» **DATA EXCERPTS**
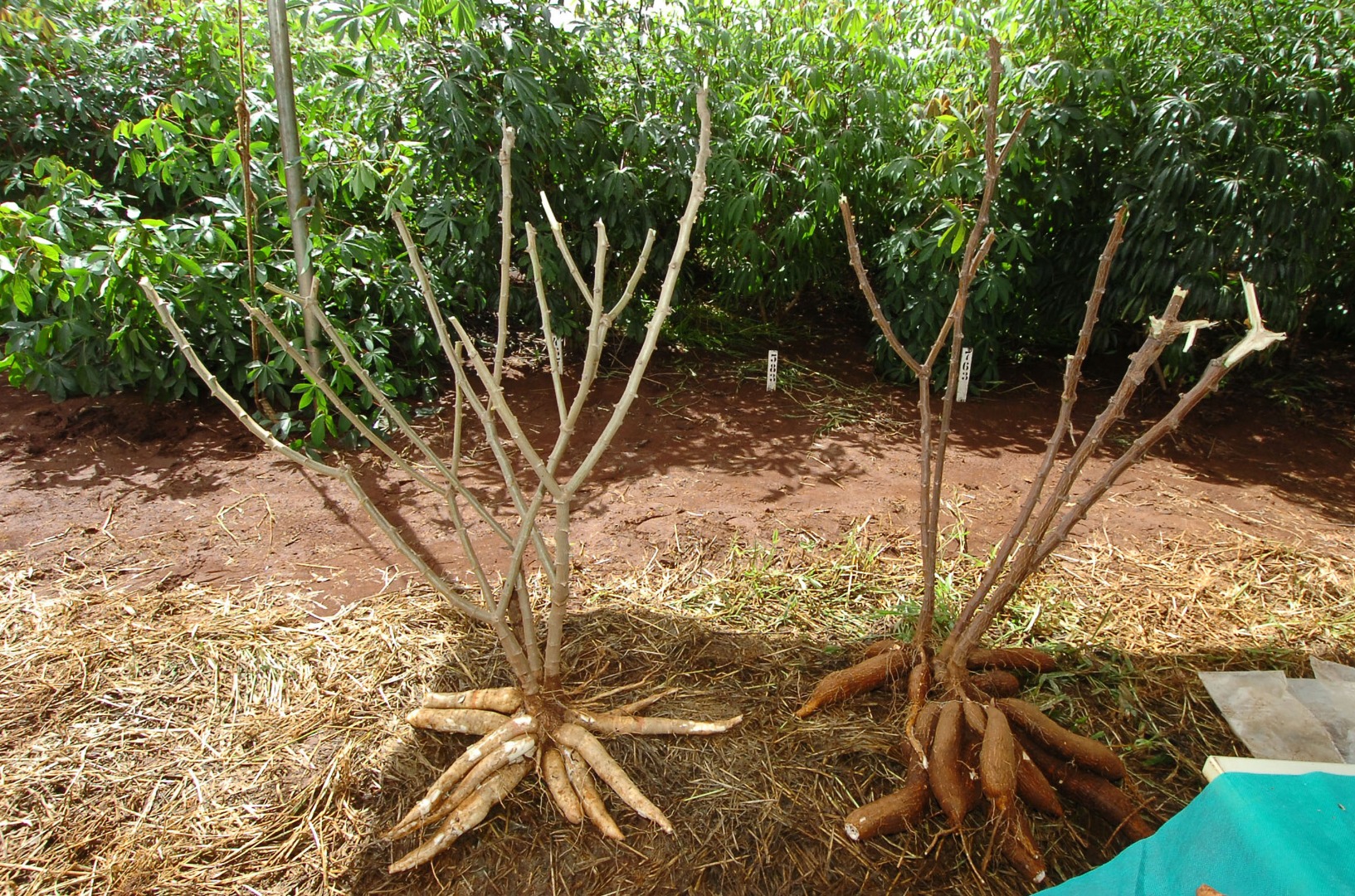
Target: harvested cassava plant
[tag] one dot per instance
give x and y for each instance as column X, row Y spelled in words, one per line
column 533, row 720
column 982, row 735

--

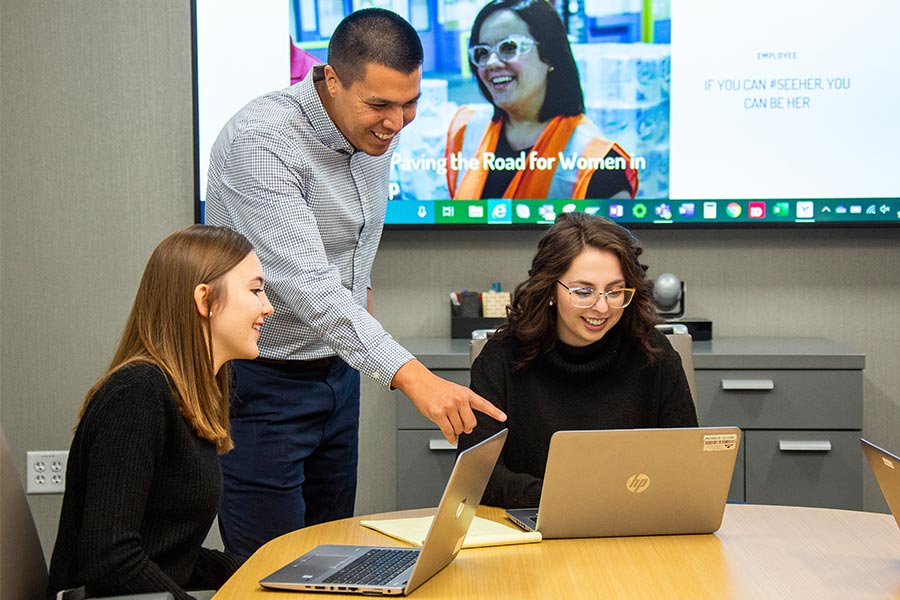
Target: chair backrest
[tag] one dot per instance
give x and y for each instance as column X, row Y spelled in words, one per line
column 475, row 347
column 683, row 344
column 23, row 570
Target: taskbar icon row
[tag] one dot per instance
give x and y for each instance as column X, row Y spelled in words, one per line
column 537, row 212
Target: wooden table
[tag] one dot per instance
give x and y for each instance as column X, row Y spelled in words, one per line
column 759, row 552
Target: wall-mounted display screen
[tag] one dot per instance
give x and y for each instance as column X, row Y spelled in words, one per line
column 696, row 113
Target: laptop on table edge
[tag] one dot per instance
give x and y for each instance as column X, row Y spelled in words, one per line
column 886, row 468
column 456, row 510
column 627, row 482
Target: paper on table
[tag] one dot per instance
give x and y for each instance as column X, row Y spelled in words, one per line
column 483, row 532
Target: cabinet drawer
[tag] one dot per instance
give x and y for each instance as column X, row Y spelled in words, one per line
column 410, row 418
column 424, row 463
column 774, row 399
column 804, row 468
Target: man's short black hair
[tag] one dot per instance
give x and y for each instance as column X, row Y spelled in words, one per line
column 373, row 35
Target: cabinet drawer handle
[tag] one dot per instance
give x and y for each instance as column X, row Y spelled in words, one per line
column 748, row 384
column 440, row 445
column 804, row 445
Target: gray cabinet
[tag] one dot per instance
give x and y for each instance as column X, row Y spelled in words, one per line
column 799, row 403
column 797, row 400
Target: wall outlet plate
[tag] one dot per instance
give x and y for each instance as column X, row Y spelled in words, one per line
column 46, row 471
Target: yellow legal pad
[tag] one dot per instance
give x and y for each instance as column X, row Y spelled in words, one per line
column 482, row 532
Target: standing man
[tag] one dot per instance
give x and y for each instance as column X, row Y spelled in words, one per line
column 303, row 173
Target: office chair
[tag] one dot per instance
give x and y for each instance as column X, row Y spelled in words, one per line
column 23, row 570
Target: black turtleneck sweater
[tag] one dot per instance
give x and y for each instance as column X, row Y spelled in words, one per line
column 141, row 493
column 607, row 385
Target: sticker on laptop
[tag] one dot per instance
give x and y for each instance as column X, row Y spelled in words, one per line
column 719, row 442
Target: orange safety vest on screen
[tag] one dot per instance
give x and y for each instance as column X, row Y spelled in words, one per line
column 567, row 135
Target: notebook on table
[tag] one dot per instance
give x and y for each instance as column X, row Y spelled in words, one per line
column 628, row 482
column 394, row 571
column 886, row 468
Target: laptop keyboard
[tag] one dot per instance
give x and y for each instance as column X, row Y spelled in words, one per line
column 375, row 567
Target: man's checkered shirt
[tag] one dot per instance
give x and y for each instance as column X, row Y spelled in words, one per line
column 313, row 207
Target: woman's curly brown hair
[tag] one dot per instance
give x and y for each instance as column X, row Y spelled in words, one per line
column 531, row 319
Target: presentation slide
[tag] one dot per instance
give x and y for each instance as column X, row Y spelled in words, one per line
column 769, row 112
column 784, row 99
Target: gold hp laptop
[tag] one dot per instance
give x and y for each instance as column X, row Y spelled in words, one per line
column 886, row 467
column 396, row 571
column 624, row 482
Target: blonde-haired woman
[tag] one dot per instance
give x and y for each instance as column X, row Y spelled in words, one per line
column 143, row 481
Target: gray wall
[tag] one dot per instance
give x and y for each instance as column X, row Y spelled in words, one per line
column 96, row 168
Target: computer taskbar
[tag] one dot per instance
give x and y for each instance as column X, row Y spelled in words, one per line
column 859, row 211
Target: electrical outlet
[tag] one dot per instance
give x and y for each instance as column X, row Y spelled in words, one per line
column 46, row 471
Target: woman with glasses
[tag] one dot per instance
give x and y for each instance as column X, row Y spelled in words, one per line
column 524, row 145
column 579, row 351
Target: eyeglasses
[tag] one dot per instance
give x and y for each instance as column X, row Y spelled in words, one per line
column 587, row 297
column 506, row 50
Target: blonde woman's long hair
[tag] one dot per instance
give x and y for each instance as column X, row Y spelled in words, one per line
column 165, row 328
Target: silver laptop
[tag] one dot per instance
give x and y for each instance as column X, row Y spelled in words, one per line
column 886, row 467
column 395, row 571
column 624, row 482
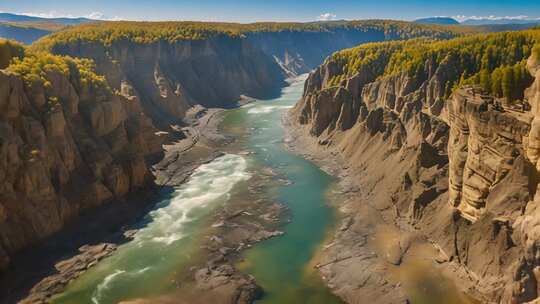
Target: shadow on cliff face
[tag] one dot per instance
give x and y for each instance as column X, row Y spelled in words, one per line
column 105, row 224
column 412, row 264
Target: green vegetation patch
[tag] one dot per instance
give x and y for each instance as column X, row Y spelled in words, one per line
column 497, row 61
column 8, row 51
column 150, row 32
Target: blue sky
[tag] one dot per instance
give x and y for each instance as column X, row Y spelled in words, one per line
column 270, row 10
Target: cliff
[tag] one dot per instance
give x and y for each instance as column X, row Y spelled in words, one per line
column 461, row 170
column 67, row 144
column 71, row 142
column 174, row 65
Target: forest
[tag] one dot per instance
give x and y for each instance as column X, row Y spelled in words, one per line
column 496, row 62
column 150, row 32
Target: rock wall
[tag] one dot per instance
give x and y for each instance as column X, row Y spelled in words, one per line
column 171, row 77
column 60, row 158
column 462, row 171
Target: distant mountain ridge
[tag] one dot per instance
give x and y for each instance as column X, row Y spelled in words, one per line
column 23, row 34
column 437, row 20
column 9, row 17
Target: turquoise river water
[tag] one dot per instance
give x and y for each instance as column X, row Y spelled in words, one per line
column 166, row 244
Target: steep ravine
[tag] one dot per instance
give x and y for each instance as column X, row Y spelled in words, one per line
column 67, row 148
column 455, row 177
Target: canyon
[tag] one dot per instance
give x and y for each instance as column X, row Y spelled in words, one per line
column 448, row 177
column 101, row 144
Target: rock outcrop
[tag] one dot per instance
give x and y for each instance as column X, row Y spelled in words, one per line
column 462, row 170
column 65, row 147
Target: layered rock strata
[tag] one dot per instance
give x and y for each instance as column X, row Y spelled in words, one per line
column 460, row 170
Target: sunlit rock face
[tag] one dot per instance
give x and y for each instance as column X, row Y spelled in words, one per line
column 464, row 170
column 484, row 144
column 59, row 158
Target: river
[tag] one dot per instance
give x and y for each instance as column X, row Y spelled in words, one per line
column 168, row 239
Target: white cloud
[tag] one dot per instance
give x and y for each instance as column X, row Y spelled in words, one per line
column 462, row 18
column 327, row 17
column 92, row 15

» **WHAT THE EXERCISE ASKS**
Filter the listing above down to the lines that contain the word "taskbar".

» **THE COMPLETED TASK**
Target: taskbar icon row
Target: computer taskbar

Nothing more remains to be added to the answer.